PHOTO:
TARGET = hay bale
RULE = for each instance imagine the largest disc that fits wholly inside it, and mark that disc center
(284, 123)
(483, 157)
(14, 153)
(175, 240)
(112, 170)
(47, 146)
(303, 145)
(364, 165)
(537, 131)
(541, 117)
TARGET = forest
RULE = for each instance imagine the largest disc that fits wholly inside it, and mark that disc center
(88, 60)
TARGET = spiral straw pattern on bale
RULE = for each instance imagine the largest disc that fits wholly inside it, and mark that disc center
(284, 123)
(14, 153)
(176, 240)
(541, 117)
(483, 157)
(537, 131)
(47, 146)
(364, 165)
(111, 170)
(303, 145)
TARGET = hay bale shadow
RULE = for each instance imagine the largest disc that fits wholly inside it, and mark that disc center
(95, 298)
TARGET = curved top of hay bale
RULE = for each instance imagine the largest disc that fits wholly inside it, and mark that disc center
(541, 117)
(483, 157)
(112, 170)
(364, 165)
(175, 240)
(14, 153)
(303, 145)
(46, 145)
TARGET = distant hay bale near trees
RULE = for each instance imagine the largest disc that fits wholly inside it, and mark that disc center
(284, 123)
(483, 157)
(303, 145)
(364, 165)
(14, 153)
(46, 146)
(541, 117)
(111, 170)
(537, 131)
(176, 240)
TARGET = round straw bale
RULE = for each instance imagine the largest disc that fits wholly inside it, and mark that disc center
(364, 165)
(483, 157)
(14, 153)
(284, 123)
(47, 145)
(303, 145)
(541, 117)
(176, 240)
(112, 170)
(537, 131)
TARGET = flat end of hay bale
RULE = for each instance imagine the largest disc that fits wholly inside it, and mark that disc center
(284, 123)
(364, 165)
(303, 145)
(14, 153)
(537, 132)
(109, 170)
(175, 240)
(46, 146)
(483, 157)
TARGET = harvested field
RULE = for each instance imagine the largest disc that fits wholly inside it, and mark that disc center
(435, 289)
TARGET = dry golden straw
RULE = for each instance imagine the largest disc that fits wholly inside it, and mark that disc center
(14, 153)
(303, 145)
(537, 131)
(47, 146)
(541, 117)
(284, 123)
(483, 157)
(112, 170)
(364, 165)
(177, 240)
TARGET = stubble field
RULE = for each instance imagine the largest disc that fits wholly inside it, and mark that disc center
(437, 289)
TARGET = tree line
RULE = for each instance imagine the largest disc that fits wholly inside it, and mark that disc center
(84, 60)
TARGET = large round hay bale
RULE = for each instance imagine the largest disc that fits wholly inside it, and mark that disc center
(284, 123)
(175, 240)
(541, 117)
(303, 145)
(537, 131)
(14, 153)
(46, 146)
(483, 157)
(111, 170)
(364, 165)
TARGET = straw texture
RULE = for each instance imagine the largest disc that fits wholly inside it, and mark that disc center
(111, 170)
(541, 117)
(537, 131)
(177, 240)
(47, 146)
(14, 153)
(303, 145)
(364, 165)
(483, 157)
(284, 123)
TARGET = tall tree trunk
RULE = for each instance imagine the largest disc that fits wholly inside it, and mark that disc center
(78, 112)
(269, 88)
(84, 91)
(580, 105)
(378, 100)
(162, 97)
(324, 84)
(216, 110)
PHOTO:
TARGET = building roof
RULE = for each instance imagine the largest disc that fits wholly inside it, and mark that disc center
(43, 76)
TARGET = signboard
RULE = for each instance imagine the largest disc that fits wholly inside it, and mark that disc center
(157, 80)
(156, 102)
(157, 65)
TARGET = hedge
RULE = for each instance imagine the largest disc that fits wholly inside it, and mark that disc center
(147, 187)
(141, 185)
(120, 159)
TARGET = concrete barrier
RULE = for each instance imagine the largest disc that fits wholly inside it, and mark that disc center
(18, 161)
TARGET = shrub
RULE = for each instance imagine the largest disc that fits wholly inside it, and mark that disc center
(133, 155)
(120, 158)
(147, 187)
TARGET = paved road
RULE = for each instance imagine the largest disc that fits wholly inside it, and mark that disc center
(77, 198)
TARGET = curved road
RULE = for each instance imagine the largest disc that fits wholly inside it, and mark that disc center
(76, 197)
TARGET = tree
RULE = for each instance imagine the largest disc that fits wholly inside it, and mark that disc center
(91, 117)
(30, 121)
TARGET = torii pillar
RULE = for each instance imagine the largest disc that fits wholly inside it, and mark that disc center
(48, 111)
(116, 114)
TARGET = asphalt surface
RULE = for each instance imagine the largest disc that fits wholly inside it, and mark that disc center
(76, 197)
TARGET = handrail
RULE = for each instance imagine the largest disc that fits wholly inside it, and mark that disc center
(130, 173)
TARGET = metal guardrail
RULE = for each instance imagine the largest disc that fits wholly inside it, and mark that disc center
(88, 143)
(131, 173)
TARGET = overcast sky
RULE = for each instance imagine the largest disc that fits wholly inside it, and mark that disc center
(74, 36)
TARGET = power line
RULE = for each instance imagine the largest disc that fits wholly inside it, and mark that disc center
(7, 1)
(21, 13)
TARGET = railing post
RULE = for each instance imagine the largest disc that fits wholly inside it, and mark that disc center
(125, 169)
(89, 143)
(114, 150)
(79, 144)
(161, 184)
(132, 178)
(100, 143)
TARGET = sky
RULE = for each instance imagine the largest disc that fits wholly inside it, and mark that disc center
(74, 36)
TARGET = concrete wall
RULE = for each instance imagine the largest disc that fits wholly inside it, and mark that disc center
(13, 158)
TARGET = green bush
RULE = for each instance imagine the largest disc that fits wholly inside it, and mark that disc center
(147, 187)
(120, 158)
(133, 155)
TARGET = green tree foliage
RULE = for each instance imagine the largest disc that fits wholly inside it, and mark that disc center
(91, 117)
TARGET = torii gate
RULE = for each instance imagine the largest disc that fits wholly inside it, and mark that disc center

What is expected: Please print all the data again exactly as given.

Reply to the exercise:
PHOTO:
TARGET = hay bale
RULE = for each instance imagine the largest disc that fits wholly inside it, and mark that disc center
(284, 123)
(483, 157)
(14, 153)
(175, 240)
(112, 170)
(47, 146)
(303, 145)
(364, 165)
(537, 131)
(541, 117)
TARGET = forest
RULE = for each instance imagine the largest disc that fits wholly inside it, and mark that disc center
(88, 60)
TARGET = spiral straw pattern on bale
RULE = for each instance imagine the largest disc that fits wholly inside it, and mark that disc center
(284, 123)
(14, 153)
(176, 240)
(541, 117)
(483, 157)
(537, 131)
(47, 146)
(364, 165)
(111, 170)
(303, 145)
TARGET = hay bale shadow
RULE = for each instance imagine the largest disc that fits wholly inside it, and mark that disc center
(95, 298)
TARGET = curved top of hay bale
RULE = for each instance imagine the largest disc that fits wholly inside it, and mark that disc center
(541, 117)
(483, 157)
(112, 170)
(364, 165)
(175, 240)
(14, 153)
(303, 145)
(46, 145)
TARGET = distant hay bale near trees
RULE = for each instance imagine the largest disc that fits wholly inside it, and mark that disc center
(284, 123)
(483, 157)
(303, 145)
(364, 165)
(14, 153)
(46, 146)
(541, 117)
(111, 170)
(537, 131)
(176, 240)
TARGET = round straw bale
RULE = for each instance imagine the largest disc that fits wholly inside it, and mark that disc center
(364, 165)
(483, 157)
(14, 153)
(284, 123)
(47, 145)
(303, 145)
(541, 117)
(176, 240)
(112, 170)
(537, 131)
TARGET = flat end of hay bale
RULE = for each instance imagine the largest disc that fits wholly inside it, and mark that disc center
(284, 123)
(364, 165)
(303, 145)
(14, 153)
(537, 132)
(109, 170)
(175, 240)
(46, 146)
(483, 157)
TARGET = harvested field
RULE = for each instance imagine the largest disc that fits wholly inside it, and mark that disc center
(435, 289)
TARGET = dry golden straw
RULE = for each instance imagine the largest disc that fits wholly inside it, and mark that disc center
(14, 153)
(303, 145)
(537, 131)
(47, 146)
(541, 117)
(284, 123)
(483, 157)
(112, 170)
(364, 165)
(177, 240)
TARGET = stubble field
RULE = for each instance imagine the largest disc that fits wholly inside it, and mark that disc center
(437, 289)
TARGET = tree line
RULE = for each instance imagine the largest disc that fits wholly inside it, and mark that disc center
(84, 60)
TARGET = large round hay bale
RULE = for each instance imagine the largest disc that fits wholly inside it, and mark that disc center
(284, 123)
(175, 240)
(541, 117)
(303, 145)
(537, 131)
(14, 153)
(46, 146)
(483, 157)
(111, 170)
(364, 165)
TARGET = straw texture
RULE = for each instance imagine the largest disc that fits wholly inside it, and mark that disc center
(111, 170)
(541, 117)
(537, 131)
(177, 240)
(47, 146)
(14, 153)
(303, 145)
(364, 165)
(483, 157)
(284, 123)
TARGET = tall tree trunk
RULE = for each instance imagine the largest disc that fits wholly inside it, and mark that disc center
(78, 112)
(269, 88)
(84, 91)
(580, 105)
(378, 100)
(162, 97)
(324, 84)
(216, 110)
PHOTO:
TARGET = building roof
RULE = for each instance imagine the largest disc that fits wholly inside it, and mark that disc center
(43, 76)
TARGET = signboard
RULE = for each instance imagine the largest disc that fits wholly inside it, and mark that disc center
(157, 80)
(156, 102)
(157, 65)
TARGET = hedge
RULE = for each instance imagine the largest disc that fits wholly inside it, and mark that disc center
(147, 187)
(141, 185)
(120, 159)
TARGET = concrete barrier
RULE = for each instance imagine the largest disc that fits wholly inside it, and mark that disc center
(18, 161)
TARGET = shrub
RULE = for each instance imagine the largest disc that fits wholly inside it, and mark that disc center
(133, 155)
(120, 158)
(147, 187)
TARGET = paved road
RULE = for each instance imagine the largest disc that fits wholly inside it, and mark that disc center
(77, 198)
TARGET = curved road
RULE = for each instance imagine the largest disc that fits wholly inside it, and mark that disc center
(76, 197)
TARGET = tree
RULE = for each instance imagine the largest disc that fits wholly inside it, and mark that disc center
(91, 117)
(30, 121)
TARGET = torii pillar
RULE = for each instance imagine the largest disc that fits wholly inside it, and mark that disc center
(48, 111)
(116, 114)
TARGET = asphalt surface
RULE = for each instance imagine the largest disc that fits wholly inside it, and mark that disc center
(76, 197)
TARGET = handrail
RULE = for each instance imagine the largest disc that fits wholly inside it, and mark that disc center
(130, 173)
TARGET = metal guardrail
RULE = for each instance imagine the largest disc that fits wholly inside it, and mark that disc center
(88, 143)
(131, 173)
TARGET = overcast sky
RULE = for each instance imagine the largest disc that fits wholly inside it, and mark that disc center
(74, 36)
TARGET = power line
RULE = for each instance imagine the largest disc that fits wholly inside it, and mark that disc center
(7, 1)
(21, 13)
TARGET = railing post
RULE = for each instance imagine the largest disc that fits wholly inside it, and mark that disc center
(125, 169)
(89, 143)
(114, 150)
(79, 144)
(161, 184)
(132, 178)
(100, 143)
TARGET = sky
RULE = for each instance imagine the largest disc that fits wholly inside it, and mark that disc center
(74, 36)
TARGET = concrete wall
RULE = for each instance imagine the largest disc that fits wholly inside it, and mark that disc center
(13, 158)
TARGET = green bush
RULE = for each instance imagine the largest disc that fits wholly inside it, and mark that disc center
(147, 187)
(120, 158)
(133, 155)
TARGET = green tree foliage
RULE = for each instance imagine the largest disc that fits wholly inside it, and mark that disc center
(91, 117)
TARGET = torii gate
RULE = for each instance imagine the largest disc that fits wholly inside it, and mark that disc center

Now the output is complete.